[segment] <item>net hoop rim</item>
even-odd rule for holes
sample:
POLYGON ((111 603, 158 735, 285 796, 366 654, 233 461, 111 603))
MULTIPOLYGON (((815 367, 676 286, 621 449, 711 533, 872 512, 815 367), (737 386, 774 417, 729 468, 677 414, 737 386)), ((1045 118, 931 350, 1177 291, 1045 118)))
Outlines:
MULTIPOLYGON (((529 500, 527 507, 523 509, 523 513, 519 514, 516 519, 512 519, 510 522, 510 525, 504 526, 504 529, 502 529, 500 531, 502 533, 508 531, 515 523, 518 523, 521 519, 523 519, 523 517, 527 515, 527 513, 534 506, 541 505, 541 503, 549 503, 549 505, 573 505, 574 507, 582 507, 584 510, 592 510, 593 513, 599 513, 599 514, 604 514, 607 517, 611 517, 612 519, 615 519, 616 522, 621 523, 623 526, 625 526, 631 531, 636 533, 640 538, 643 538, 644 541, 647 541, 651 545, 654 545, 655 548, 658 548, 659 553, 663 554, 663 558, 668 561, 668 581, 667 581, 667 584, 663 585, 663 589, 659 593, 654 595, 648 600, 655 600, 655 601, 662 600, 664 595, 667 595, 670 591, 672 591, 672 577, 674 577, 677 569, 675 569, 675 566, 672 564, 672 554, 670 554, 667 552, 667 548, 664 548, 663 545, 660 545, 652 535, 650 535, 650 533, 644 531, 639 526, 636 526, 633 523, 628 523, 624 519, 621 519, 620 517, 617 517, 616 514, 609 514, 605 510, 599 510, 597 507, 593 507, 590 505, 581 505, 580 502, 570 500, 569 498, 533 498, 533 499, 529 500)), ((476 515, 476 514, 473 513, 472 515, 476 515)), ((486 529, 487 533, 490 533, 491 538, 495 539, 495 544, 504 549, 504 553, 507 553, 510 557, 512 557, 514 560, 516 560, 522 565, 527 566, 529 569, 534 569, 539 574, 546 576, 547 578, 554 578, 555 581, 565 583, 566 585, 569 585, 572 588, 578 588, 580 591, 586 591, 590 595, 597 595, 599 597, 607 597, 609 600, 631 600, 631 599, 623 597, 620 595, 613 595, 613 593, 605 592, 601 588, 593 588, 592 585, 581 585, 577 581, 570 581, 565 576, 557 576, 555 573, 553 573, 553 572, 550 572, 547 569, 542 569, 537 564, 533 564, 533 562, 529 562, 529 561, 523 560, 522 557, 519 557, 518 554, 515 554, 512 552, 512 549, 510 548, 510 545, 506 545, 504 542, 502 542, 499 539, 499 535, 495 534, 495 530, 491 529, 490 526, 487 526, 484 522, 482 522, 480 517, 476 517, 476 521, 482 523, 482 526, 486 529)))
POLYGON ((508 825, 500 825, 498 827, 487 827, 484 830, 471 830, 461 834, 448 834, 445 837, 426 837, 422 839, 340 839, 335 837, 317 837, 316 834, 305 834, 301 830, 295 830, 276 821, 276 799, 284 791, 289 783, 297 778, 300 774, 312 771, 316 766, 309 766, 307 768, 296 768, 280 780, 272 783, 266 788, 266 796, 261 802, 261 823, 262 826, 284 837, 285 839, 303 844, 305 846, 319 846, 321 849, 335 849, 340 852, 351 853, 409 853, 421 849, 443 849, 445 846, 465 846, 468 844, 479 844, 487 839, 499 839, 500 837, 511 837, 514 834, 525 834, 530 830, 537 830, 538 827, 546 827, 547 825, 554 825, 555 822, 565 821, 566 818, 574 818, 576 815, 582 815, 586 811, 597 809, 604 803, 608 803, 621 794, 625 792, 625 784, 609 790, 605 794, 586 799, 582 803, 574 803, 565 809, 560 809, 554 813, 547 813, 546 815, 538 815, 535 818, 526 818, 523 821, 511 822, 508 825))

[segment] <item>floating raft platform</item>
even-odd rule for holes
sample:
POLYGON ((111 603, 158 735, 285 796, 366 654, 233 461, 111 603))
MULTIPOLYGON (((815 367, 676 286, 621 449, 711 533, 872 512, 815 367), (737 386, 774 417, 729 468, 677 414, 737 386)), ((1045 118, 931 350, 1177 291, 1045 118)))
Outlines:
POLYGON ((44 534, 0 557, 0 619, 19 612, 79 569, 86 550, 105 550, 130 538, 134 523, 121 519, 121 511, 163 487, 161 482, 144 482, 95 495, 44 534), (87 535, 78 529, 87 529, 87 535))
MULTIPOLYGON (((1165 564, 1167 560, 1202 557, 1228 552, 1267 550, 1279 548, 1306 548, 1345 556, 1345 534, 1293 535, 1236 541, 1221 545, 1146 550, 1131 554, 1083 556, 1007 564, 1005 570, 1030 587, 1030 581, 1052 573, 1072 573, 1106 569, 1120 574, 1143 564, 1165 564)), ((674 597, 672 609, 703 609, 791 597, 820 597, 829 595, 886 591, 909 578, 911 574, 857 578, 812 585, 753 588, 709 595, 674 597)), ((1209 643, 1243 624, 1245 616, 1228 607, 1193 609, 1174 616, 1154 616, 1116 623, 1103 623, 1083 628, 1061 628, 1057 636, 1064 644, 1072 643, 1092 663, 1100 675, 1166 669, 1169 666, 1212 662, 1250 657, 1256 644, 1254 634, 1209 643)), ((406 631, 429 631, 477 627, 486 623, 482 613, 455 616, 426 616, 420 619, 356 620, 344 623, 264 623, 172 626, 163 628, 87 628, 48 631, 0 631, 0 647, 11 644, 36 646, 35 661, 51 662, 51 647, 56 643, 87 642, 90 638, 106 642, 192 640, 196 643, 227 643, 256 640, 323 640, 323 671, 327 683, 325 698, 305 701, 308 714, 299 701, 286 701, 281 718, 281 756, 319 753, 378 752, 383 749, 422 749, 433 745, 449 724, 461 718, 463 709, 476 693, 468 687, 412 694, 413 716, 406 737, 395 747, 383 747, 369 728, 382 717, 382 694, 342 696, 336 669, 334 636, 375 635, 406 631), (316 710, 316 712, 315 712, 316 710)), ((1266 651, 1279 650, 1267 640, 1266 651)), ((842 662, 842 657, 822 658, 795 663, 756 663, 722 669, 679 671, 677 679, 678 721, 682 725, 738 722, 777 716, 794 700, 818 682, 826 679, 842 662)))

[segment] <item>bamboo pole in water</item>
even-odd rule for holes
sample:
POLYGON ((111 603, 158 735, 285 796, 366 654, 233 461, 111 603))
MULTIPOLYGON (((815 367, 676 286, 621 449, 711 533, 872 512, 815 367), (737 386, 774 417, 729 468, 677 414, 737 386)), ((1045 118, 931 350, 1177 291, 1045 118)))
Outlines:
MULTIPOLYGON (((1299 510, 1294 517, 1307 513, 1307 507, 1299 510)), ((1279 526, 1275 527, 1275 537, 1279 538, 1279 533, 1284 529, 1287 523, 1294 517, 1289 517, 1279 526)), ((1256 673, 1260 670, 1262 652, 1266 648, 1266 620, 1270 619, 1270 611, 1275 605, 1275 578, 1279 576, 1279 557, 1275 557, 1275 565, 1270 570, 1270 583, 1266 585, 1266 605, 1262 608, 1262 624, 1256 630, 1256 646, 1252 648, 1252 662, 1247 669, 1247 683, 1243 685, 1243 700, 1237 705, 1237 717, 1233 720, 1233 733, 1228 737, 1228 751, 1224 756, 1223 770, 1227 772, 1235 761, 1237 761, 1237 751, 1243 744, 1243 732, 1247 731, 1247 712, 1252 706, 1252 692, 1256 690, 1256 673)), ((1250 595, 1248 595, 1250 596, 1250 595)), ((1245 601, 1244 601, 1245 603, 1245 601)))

──────────────────────────────

> [Work to do] Please find each line in the listing above that contains the string "item" and copy all of those lines in full.

> [Output of the exercise]
[segment] <item>net hoop rim</item>
[segment] <item>floating raft platform</item>
[segment] <item>bamboo pole in water</item>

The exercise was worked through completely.